Problem to work on
Rewrite the material as a numbered list, from the line containing "point: ice axe" through the final line, both included. Leave out any blank lines.
◇ ◇ ◇
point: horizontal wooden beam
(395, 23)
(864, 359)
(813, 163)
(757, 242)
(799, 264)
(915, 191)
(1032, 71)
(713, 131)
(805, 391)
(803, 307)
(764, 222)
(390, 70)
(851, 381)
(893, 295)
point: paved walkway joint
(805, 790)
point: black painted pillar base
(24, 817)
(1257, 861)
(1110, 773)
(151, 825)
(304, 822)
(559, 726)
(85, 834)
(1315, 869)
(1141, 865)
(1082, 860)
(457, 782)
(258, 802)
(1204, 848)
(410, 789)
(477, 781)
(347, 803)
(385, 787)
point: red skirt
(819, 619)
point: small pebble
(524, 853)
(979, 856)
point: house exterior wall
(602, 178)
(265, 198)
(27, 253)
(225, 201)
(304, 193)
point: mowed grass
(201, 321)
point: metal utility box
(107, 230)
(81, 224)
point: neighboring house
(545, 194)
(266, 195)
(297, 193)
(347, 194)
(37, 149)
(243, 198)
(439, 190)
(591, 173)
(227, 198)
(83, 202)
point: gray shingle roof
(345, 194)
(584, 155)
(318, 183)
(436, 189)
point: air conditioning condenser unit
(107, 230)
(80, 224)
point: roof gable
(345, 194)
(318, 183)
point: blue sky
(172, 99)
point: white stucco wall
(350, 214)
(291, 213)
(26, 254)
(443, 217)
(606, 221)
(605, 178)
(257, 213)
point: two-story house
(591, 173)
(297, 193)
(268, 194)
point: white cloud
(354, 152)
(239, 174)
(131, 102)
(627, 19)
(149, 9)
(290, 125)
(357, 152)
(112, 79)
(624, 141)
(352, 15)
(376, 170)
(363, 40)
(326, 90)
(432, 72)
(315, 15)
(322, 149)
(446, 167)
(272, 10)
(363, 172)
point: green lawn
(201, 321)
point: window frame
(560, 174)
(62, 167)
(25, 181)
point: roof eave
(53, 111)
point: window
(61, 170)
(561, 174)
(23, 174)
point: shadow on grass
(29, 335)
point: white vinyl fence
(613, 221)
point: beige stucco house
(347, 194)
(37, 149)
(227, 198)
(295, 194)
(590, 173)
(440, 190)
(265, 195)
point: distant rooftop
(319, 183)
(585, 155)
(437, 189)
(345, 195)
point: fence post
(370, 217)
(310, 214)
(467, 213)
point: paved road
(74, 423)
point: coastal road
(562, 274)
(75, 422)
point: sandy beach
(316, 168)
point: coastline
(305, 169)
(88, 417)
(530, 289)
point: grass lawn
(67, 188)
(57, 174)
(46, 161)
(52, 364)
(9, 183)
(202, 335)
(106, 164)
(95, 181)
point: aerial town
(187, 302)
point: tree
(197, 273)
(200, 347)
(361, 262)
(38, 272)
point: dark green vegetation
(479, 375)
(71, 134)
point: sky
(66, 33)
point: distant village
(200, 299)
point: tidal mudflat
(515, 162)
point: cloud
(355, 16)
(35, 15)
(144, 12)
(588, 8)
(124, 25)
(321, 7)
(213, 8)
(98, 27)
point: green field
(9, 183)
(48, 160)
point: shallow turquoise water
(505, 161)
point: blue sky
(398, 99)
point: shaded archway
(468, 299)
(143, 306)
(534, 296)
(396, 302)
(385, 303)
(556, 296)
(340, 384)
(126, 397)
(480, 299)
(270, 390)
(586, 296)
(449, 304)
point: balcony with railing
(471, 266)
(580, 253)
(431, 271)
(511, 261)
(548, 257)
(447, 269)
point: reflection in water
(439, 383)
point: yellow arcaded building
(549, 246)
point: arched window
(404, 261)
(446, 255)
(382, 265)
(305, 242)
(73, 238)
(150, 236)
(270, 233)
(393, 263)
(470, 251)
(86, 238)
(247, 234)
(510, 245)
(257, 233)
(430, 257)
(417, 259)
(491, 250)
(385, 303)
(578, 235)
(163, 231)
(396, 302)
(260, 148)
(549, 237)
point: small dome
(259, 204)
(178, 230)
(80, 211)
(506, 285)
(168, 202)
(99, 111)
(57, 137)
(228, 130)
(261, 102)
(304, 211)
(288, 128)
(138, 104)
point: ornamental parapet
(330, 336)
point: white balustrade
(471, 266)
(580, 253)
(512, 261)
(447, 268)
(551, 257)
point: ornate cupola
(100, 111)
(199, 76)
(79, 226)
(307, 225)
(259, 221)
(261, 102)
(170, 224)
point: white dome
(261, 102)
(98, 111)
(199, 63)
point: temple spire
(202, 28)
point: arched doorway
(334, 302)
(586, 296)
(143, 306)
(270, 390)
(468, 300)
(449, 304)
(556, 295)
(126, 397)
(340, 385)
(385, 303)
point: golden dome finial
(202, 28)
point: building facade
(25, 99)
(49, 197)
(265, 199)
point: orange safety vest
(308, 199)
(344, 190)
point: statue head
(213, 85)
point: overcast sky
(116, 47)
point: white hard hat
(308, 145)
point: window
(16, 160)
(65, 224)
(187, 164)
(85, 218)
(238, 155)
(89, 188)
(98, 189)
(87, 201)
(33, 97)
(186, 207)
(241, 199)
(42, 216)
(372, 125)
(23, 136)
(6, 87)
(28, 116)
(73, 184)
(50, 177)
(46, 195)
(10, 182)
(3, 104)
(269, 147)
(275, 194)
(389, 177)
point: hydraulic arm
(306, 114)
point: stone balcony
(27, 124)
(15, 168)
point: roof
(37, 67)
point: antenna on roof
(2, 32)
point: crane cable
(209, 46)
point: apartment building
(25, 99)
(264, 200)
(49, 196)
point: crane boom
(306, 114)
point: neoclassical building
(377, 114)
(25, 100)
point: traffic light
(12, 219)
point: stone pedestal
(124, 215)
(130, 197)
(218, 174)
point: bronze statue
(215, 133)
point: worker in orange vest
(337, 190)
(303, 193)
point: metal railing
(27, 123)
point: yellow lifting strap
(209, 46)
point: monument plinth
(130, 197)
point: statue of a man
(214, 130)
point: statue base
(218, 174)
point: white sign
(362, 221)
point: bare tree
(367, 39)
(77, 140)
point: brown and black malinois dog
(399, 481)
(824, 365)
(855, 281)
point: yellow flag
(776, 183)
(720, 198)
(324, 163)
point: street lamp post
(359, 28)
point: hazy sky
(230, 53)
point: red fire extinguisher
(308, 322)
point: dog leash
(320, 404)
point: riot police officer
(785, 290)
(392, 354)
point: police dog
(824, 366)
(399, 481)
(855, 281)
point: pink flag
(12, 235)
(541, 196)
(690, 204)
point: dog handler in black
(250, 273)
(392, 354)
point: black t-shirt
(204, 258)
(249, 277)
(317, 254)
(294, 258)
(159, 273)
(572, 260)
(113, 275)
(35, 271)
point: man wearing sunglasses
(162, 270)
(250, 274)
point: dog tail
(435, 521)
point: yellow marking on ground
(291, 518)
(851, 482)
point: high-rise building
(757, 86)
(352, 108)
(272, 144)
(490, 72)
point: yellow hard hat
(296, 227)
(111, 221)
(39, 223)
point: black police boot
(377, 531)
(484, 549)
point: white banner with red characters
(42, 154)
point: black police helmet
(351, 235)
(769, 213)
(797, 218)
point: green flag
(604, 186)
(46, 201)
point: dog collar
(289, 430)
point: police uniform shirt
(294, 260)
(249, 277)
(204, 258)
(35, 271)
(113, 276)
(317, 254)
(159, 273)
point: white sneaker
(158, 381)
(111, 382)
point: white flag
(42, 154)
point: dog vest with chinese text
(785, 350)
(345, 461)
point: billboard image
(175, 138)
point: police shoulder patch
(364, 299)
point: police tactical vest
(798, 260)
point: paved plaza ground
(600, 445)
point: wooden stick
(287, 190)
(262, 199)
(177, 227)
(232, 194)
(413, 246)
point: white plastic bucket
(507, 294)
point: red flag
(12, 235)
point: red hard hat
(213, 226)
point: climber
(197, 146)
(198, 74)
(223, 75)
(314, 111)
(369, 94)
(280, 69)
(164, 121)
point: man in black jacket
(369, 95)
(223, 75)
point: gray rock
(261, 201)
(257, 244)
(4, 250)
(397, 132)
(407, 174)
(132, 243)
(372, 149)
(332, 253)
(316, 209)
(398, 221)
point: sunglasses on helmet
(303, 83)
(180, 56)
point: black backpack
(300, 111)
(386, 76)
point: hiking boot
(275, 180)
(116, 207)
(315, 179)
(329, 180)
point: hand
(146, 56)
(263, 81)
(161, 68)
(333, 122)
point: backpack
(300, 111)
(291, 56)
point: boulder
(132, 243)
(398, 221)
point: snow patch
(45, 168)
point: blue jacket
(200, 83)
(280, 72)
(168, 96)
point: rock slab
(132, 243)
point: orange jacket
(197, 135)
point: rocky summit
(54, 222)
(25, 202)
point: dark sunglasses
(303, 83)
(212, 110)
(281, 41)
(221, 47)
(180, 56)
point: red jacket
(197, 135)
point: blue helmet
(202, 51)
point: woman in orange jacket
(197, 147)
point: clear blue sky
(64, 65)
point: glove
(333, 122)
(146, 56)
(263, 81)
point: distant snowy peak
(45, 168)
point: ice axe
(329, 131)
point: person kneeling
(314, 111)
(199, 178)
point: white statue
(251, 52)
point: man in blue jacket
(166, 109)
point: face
◇ ◇ ◇
The completed task
1. point: ice axe
2. (329, 131)
3. point: person kneeling
4. (314, 111)
5. (199, 178)
6. point: white statue
7. (251, 52)
8. point: man in blue jacket
9. (166, 109)
10. point: face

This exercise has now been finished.